━━ DATASET CONTENT
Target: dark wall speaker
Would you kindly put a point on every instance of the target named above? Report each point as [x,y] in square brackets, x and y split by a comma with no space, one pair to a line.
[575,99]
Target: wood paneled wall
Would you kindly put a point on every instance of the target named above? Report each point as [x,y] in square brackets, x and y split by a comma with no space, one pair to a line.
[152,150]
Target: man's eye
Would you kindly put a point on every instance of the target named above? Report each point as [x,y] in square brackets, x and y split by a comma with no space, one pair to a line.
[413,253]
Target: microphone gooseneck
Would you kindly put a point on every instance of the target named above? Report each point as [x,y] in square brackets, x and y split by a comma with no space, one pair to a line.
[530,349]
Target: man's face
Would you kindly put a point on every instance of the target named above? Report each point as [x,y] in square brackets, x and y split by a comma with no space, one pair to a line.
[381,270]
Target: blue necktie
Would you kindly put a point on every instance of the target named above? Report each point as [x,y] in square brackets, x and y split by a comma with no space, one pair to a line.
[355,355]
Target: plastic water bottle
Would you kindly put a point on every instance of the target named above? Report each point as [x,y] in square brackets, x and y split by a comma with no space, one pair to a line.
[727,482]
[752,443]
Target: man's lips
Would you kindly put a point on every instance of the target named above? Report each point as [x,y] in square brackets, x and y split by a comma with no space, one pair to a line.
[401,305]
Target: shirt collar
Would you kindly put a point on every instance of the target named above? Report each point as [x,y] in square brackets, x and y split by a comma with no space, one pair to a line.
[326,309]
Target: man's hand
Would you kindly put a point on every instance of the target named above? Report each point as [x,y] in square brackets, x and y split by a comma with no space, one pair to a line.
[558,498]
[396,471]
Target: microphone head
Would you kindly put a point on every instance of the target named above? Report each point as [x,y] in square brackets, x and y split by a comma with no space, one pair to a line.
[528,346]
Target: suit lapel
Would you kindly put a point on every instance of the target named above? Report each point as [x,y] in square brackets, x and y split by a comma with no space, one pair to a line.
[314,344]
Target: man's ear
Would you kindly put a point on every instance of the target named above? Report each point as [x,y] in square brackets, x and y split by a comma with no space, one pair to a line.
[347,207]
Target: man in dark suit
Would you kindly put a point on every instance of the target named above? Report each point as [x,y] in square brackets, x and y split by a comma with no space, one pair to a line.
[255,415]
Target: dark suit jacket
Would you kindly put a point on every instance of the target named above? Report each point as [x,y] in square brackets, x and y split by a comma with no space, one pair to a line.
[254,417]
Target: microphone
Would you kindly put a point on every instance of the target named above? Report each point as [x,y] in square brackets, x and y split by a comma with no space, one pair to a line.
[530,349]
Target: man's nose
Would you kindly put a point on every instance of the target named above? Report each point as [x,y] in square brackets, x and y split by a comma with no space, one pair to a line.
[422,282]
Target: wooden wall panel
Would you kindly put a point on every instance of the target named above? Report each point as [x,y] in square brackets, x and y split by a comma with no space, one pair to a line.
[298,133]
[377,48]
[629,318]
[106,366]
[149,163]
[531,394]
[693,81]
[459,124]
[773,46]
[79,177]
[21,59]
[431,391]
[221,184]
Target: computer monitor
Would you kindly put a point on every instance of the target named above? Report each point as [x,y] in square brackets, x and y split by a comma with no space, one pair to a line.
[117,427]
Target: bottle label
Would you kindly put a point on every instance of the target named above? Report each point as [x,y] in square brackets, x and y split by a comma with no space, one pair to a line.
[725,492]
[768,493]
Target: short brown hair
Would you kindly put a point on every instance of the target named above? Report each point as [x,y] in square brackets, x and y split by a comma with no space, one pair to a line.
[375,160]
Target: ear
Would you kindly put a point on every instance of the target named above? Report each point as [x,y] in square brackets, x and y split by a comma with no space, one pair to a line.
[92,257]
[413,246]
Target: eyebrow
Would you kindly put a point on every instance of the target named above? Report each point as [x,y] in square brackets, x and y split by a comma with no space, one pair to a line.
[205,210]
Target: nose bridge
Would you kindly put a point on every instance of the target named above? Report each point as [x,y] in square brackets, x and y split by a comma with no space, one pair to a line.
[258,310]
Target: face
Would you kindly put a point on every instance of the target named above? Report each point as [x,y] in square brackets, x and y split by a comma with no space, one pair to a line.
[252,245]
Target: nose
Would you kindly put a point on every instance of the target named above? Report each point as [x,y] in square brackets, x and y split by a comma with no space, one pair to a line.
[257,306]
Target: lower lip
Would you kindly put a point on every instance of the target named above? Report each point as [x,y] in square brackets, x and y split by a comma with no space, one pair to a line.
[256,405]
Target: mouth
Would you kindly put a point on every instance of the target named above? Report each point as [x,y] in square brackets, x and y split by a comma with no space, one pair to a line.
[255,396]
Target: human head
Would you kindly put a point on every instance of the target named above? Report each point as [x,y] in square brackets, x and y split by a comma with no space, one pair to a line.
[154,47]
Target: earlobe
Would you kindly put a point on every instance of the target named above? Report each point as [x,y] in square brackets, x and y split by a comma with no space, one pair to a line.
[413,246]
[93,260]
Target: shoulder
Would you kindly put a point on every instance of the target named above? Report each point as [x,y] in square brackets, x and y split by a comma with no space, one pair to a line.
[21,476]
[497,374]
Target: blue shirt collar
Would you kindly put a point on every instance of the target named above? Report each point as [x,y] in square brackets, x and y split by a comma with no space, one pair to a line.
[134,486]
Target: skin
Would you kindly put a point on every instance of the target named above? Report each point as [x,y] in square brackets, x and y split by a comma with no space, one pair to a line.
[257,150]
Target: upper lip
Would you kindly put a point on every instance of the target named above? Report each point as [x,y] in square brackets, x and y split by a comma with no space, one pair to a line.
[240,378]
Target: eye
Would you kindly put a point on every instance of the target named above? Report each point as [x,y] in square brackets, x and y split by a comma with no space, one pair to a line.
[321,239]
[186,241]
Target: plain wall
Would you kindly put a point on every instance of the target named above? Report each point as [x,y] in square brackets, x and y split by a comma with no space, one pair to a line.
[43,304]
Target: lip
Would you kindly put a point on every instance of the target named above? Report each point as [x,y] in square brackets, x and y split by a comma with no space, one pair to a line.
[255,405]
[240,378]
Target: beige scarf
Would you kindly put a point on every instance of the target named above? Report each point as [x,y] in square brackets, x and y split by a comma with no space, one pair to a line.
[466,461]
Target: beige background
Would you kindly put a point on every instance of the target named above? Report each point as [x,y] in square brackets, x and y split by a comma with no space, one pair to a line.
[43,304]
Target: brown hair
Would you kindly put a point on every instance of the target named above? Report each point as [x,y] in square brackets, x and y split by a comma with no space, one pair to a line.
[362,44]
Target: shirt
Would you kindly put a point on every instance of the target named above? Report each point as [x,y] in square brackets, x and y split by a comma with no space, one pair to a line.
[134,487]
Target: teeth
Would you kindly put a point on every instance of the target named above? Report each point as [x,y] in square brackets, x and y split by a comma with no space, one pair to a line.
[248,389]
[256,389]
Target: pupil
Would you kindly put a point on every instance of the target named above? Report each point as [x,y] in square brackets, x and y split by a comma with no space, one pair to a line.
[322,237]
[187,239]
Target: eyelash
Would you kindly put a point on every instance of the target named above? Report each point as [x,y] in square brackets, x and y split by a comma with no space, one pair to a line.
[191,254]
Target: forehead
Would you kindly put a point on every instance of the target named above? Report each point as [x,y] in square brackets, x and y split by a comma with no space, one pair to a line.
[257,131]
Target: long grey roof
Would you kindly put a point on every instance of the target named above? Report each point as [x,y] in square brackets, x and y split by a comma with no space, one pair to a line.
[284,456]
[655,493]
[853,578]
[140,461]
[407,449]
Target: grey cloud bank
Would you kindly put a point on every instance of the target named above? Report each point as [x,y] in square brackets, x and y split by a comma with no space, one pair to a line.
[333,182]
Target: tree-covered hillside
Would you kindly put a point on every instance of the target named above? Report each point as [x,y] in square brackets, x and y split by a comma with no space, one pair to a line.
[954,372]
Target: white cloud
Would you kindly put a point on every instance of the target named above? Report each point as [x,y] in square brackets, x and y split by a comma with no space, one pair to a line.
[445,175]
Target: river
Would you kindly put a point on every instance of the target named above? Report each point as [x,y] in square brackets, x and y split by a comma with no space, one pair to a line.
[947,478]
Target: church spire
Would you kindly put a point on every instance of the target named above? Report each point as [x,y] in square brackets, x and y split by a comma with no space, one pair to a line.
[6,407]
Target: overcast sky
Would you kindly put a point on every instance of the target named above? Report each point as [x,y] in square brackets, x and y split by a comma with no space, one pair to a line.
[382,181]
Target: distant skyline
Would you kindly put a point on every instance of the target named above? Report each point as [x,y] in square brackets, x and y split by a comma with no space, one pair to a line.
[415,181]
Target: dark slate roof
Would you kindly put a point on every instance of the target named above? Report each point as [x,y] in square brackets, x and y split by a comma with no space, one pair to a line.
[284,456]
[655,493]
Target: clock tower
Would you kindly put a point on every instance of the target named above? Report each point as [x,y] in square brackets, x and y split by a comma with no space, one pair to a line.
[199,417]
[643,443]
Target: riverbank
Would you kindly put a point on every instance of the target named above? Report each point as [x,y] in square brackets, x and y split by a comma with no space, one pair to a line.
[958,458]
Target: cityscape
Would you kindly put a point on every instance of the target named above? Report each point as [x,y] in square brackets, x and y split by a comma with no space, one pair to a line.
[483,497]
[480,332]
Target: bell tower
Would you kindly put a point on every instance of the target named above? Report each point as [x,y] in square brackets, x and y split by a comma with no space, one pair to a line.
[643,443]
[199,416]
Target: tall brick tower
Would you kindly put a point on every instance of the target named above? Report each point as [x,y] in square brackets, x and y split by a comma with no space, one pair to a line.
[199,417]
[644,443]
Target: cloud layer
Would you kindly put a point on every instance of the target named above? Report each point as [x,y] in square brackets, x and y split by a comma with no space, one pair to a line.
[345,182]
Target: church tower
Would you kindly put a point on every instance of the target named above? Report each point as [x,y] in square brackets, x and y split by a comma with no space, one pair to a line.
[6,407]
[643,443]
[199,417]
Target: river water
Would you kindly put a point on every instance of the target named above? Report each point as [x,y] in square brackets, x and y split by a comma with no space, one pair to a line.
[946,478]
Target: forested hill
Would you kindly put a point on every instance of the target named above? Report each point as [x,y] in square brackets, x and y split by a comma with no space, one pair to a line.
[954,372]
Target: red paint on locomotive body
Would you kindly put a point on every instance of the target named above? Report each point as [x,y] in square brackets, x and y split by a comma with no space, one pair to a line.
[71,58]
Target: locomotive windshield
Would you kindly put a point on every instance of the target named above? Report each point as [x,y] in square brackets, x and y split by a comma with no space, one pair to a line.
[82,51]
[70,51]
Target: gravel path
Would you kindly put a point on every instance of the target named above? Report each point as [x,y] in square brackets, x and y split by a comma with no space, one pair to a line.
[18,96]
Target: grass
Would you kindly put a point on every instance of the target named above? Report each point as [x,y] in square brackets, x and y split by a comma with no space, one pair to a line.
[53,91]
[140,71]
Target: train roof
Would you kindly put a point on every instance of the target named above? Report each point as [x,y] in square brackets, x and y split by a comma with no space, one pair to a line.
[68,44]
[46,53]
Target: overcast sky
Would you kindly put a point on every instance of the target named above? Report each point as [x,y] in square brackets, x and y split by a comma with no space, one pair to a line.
━━━━
* _AIM OF THE TASK_: Copy the records word for word, starting with the line that contains "Target: forested hill" and going through the end of the records, both included.

* _SOLUTION FOR THIS EXERCISE_:
Target: forested hill
Would you kindly put a point on every instance of the target named above? Report each point as [x,y] in square brackets, x and y split by a comma with no space, one pair to a line.
[954,372]
Target: red paint on locomotive body
Would you kindly put a point on every instance of the target named above? Report each point as [x,y] in square brackets, x and y split by a comma with no space, one pair to a line.
[71,58]
Target: locomotive windshield
Would you kindly put a point on every instance of the target named above? Report each point as [x,y] in square brackets, x and y split by a comma with no space, one pair to a line.
[82,51]
[70,51]
Target: gravel path
Would you kindly put a point on every instance of the target named above? Report each point as [x,y] in square brackets, x and y split by a comma with no space, one pair to a line.
[18,96]
Target: grass
Would you kindly put a point on every instance of the target named above? Report each point as [x,y] in square brackets, x and y split by a comma with no space, one pair to a line.
[53,91]
[140,71]
Target: train roof
Would you kindly put a point on every instance of the target named above? Report each point as [x,y] in square brackets, x and y split by a comma with no space, one pair to a line.
[68,44]
[46,53]
Target: overcast sky
Would you kindly put a point on every instance of the target named above? Report each point as [x,y] in square brackets, x and y split by a comma with no space, one pair to a line.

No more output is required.